## BRIEF
Please retype, character for character, the portion of the entries below that runs from the line containing "Identify a point on each instance of the green plant, one" to the last line.
::: DATA FOR ANALYSIS
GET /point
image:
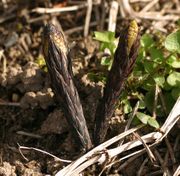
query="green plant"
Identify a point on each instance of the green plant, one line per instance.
(157, 67)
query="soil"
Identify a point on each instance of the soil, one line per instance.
(29, 115)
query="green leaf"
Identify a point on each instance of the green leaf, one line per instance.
(127, 106)
(142, 104)
(149, 66)
(148, 84)
(153, 122)
(175, 92)
(107, 36)
(147, 41)
(159, 79)
(110, 46)
(143, 117)
(173, 61)
(106, 61)
(156, 55)
(172, 42)
(174, 79)
(149, 100)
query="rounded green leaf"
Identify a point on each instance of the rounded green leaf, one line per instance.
(156, 55)
(147, 41)
(153, 122)
(173, 61)
(106, 61)
(174, 79)
(172, 42)
(159, 79)
(175, 92)
(143, 117)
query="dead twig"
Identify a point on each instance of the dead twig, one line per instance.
::::::
## EXERCISE RESULT
Identify a point on each instance of the green plant, one line per instance.
(157, 67)
query="soil"
Identify a point on each instance of the soil, one line per instance.
(29, 115)
query="green leaf"
Identify a point on each instance of the green leaf, one line per instance.
(127, 106)
(142, 104)
(149, 66)
(148, 84)
(153, 122)
(175, 92)
(107, 36)
(147, 41)
(159, 79)
(110, 46)
(143, 117)
(173, 61)
(106, 61)
(156, 55)
(172, 42)
(174, 79)
(149, 100)
query="rounded green leaf"
Identify a point on each instance of the rounded green leaf, one line per instance.
(156, 55)
(147, 41)
(153, 122)
(173, 61)
(106, 61)
(174, 79)
(172, 42)
(159, 79)
(175, 92)
(143, 117)
query="dead twig"
Identify a point on each instance of the dead twig, one line per instance.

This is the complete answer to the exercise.